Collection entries
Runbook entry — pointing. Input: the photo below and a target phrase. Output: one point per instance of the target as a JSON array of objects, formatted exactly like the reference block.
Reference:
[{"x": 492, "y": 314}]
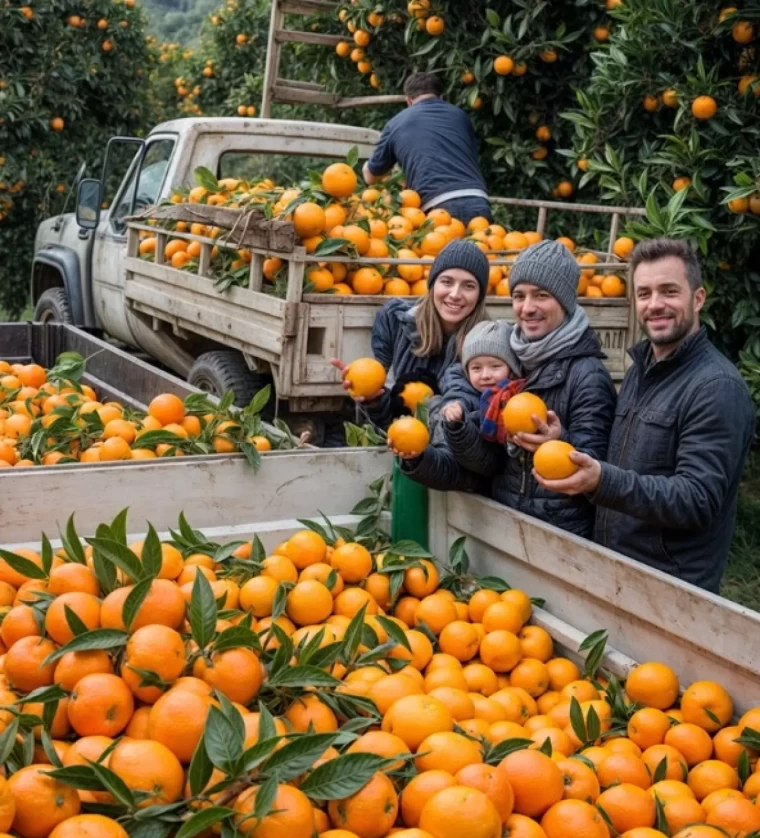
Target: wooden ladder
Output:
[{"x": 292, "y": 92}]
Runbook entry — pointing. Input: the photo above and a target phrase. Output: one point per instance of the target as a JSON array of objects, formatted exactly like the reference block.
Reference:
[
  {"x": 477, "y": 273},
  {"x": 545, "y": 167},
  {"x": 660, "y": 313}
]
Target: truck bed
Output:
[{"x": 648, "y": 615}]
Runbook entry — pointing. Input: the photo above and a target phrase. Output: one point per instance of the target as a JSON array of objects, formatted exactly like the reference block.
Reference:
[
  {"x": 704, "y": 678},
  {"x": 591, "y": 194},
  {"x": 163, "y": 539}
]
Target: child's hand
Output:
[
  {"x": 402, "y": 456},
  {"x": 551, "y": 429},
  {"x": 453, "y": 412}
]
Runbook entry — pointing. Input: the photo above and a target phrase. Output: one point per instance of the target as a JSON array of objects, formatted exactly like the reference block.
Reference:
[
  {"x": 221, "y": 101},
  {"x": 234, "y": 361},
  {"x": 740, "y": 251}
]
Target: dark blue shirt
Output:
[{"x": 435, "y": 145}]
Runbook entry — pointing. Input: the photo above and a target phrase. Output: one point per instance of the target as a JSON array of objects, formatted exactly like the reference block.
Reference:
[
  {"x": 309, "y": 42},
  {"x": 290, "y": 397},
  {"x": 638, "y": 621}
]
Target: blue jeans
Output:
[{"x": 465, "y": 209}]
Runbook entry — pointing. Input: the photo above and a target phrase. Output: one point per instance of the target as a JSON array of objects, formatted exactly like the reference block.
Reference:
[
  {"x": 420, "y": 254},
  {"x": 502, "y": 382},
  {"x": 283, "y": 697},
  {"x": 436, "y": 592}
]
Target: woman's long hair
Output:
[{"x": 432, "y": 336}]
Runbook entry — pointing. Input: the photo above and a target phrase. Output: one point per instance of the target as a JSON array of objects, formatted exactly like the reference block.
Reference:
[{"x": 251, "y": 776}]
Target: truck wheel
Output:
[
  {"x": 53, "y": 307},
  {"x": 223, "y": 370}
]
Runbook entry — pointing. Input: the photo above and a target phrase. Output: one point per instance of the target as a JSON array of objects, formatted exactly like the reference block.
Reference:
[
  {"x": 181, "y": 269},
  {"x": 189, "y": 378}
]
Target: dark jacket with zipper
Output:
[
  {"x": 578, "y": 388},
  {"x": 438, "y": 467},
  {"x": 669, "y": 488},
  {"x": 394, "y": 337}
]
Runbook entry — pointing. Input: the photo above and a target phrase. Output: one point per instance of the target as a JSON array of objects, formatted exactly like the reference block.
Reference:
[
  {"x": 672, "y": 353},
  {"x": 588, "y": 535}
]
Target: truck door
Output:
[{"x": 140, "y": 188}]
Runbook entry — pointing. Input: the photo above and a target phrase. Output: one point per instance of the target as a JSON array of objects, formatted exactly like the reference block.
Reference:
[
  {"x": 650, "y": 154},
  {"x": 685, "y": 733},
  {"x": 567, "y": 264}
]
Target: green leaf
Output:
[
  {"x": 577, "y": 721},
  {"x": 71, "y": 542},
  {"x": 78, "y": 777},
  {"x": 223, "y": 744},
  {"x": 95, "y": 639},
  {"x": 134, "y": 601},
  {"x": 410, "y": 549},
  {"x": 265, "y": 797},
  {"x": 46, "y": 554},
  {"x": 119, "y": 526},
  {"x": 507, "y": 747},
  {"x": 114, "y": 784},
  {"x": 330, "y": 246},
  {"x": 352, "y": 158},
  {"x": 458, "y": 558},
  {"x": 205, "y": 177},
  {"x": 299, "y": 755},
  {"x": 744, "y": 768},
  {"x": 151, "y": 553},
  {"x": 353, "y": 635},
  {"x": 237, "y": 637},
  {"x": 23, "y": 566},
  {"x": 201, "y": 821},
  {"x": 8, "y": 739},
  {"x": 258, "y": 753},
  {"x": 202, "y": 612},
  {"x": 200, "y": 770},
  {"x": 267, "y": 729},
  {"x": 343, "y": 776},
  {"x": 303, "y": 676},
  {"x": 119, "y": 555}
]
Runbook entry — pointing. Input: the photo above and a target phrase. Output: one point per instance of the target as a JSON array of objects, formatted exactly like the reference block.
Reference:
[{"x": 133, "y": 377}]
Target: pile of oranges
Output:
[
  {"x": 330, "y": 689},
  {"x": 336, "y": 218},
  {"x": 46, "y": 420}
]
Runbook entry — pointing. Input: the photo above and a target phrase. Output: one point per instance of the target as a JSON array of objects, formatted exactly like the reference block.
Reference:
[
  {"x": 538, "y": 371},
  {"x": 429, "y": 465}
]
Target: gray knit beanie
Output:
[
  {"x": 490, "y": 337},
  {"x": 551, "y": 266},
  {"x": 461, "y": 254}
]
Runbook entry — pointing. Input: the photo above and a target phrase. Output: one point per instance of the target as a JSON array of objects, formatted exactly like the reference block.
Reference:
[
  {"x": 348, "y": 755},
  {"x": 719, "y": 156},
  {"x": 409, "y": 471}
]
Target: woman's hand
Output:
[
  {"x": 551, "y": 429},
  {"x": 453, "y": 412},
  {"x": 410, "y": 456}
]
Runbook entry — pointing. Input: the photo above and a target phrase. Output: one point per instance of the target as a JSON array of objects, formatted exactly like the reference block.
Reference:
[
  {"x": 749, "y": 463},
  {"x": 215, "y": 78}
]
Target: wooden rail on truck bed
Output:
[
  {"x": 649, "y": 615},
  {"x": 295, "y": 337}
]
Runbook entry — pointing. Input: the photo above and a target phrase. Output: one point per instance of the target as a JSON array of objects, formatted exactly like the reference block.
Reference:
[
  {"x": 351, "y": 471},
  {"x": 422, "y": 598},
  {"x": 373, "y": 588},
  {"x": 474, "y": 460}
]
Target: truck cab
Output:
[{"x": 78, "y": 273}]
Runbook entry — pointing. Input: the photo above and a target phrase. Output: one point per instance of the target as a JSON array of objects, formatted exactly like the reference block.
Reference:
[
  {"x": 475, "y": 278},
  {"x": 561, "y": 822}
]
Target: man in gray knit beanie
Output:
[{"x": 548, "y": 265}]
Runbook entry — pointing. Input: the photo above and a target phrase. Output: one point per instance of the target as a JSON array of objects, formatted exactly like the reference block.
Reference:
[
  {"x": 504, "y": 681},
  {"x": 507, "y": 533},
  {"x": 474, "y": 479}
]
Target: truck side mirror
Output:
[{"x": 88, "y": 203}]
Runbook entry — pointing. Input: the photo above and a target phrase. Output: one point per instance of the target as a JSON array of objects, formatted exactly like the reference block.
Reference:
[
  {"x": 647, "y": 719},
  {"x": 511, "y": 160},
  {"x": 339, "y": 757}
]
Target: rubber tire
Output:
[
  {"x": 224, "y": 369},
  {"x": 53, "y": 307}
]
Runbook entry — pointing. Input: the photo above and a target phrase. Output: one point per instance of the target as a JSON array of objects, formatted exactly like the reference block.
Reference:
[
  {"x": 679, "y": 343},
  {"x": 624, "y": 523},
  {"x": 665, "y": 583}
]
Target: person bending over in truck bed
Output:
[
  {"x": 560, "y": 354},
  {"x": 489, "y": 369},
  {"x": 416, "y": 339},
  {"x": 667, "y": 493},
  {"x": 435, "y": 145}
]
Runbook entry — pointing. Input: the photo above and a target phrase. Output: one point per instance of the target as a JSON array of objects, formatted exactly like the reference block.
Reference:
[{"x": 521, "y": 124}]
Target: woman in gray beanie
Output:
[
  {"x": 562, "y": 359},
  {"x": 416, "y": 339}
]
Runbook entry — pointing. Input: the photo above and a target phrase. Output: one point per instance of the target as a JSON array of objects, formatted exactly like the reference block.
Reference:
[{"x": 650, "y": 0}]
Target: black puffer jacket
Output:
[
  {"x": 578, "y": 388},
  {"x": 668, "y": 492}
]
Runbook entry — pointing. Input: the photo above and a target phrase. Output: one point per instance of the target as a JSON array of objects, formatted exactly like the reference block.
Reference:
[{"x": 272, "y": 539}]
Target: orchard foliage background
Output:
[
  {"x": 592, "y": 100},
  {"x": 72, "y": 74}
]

Your goal: When a line of the records holds the word "dark", copy that line.

Result of the task:
Target: dark blue shirt
Target: dark jacket with zipper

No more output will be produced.